▶ _Supplied passage_
*** Begin section ***

Start here before touching API routes or components. The coverage is real and the tests don't rot.
AAA pattern with service-layer mocking for API route tests
API route tests that mock at the service layer (not the DB layer) are the right abstraction: they test the route's auth, validation, and response-shaping logic without requiring a live database, and they don't couple to ORM internals.
// Arrange
const mockJobService = { getJob: jest.fn().mockResolvedValue({ id: '1', status: 'active' }) };
jest.mock('@/services/job', () => mockJobService);
// Act
const res = await GET(req, { params: { id: '1' } });
// Assert
expect(res.status).toBe(200);
expect(await res.json()).toMatchObject({ id: '1' });
Consistent across Hazardos (380+ passing API route tests across 85 test files) [15], LabelCheck [16], and ContentCommand (coverage 64% → 80.49%) [17].
Shared npm cache across CI jobs
Running npm ci in every parallel CI job is the single biggest source of wasted CI minutes. Caching node_modules in the install job and restoring it in downstream jobs reduces installs from N to 1.
In Eydn, this reduced npm ci calls from 4 to 1 [5]. In Stride v2, combining shared cache with change-detection skipping and single-browser PRs cut CI action minutes by 70–88% [18].
Batch test additions to establish baseline coverage
When a project has low coverage (< 15%), incremental per-feature test additions don't move the needle fast enough to be motivating or useful. The effective pattern is a dedicated batch commit: pick a domain (utilities, then services, then API routes, then components), write 50–200 tests, commit. Repeat across domains.
Hazardos went from 84 test cases (12%) to 1,157 (40%) through systematic batch additions across ~15 commits [19]. ContentCommand went from 64% to 80.49% in a single large commit covering 50+ test files [17]. Stride v2 added 182 tests in one commit to move from 3.59% to 6.56% [20].
Playwright for responsive and accessibility testing in CI
Playwright's multi-viewport support makes it practical to run responsive and accessibility checks as part of CI rather than as manual audits. In Eydn, 67 tests cover 21 public pages and 45 dashboard views across 3 viewports each, integrated into the CI pipeline [21].
The aria-hidden exclusion pattern is worth noting: dashboard tests required adding aria-hidden exclusions to avoid false positives from decorative elements [22].

*** End section ***

▶ _Source information_
*** Begin section ***

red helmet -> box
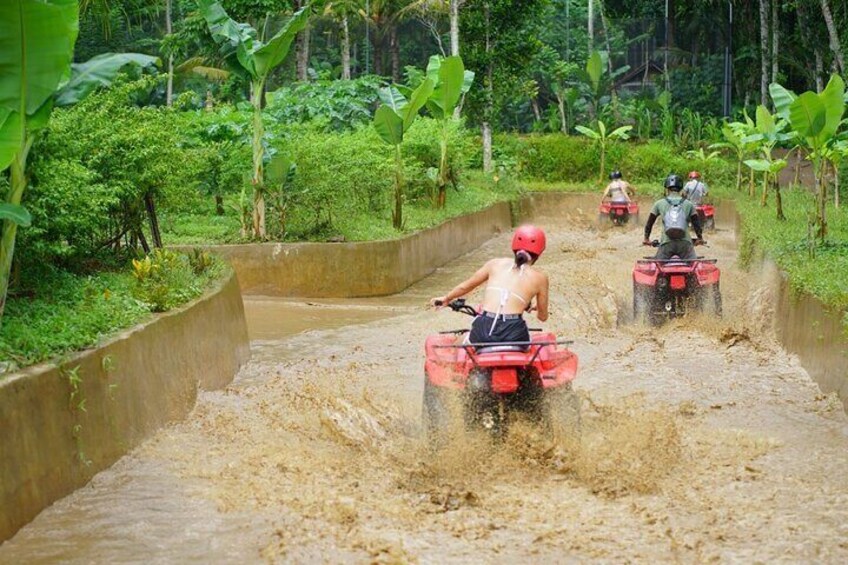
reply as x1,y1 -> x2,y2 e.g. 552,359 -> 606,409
512,226 -> 546,257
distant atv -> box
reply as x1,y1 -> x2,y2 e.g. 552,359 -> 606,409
633,241 -> 722,325
598,201 -> 639,226
423,299 -> 579,443
695,204 -> 715,231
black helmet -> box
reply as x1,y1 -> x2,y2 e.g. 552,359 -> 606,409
663,174 -> 683,192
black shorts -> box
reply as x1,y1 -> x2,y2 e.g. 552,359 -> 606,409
468,314 -> 530,343
656,239 -> 698,261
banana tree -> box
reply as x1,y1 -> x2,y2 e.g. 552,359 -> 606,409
0,0 -> 156,317
197,0 -> 313,239
789,75 -> 845,241
574,120 -> 633,183
742,106 -> 794,208
374,77 -> 434,230
426,55 -> 474,208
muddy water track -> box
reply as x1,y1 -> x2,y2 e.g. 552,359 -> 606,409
0,197 -> 848,563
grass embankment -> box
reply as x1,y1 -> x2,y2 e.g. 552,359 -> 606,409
0,254 -> 227,379
736,190 -> 848,312
163,171 -> 564,245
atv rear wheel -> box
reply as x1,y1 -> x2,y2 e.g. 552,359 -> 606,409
698,284 -> 722,318
546,383 -> 582,443
421,377 -> 451,445
633,282 -> 654,325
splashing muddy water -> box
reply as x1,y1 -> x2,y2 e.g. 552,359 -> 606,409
0,194 -> 848,563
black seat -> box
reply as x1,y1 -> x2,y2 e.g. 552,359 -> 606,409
477,345 -> 528,355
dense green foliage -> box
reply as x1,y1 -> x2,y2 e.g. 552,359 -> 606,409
0,253 -> 226,370
498,134 -> 736,186
21,80 -> 208,266
736,190 -> 848,308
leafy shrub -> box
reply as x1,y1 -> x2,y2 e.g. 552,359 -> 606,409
21,79 -> 209,270
499,134 -> 735,186
266,75 -> 383,131
132,249 -> 220,312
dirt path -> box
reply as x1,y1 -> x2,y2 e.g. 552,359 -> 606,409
0,198 -> 848,563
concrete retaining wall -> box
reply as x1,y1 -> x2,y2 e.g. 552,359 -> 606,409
198,203 -> 512,298
763,260 -> 848,410
0,275 -> 250,541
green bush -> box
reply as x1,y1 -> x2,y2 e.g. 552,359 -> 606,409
506,134 -> 736,186
20,79 -> 205,266
132,249 -> 221,312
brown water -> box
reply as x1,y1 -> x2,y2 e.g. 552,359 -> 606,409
0,196 -> 848,563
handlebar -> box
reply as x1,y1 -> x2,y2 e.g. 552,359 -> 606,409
642,237 -> 707,247
435,298 -> 477,316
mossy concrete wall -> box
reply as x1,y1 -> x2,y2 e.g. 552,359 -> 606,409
200,202 -> 512,298
763,260 -> 848,409
0,274 -> 250,541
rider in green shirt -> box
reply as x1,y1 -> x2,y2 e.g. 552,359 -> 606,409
643,174 -> 704,260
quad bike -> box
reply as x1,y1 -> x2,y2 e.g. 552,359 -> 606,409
633,240 -> 722,325
423,299 -> 579,443
695,204 -> 715,231
598,201 -> 639,226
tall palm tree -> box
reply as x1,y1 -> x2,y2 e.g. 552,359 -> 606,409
363,0 -> 412,80
324,0 -> 364,80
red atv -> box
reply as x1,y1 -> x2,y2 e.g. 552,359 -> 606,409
423,299 -> 579,441
695,204 -> 715,231
598,201 -> 639,226
633,240 -> 721,325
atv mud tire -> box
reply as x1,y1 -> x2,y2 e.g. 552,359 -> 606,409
546,383 -> 582,443
421,378 -> 452,446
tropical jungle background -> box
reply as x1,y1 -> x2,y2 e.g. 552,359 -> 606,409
0,0 -> 848,372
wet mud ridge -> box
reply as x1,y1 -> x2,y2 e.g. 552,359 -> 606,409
0,205 -> 848,563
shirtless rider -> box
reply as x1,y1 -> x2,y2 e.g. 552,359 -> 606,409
601,171 -> 636,204
430,226 -> 548,343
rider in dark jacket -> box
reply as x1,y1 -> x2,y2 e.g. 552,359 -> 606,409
643,174 -> 704,260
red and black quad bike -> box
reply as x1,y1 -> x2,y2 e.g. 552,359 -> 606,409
695,204 -> 715,231
423,299 -> 580,444
633,240 -> 721,325
598,201 -> 639,226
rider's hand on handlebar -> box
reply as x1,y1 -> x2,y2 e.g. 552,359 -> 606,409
430,296 -> 448,309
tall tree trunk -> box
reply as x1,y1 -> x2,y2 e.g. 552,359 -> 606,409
342,12 -> 350,80
821,0 -> 845,74
389,24 -> 400,82
774,175 -> 786,220
251,81 -> 266,239
371,33 -> 383,76
0,134 -> 33,319
295,19 -> 311,82
481,2 -> 495,173
760,0 -> 769,106
450,0 -> 460,56
165,0 -> 174,106
771,0 -> 780,82
144,191 -> 162,247
480,122 -> 495,173
556,91 -> 568,134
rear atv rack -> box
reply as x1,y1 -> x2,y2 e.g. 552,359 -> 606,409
433,339 -> 574,365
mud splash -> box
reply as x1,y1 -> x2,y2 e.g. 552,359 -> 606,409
0,195 -> 848,563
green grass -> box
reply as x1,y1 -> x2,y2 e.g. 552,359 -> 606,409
0,256 -> 225,379
162,171 -> 521,245
737,186 -> 848,308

*** End section ***

▶ _Exercise instructions_
Write out the stretch of the testing-practices passage starting with "Start here before" and going on through "to ORM internals.", copied word for word.

▶ _Solution for this problem_
Start here before touching API routes or components. The coverage is real and the tests don't rot.
AAA pattern with service-layer mocking for API route tests
API route tests that mock at the service layer (not the DB layer) are the right abstraction: they test the route's auth, validation, and response-shaping logic without requiring a live database, and they don't couple to ORM internals.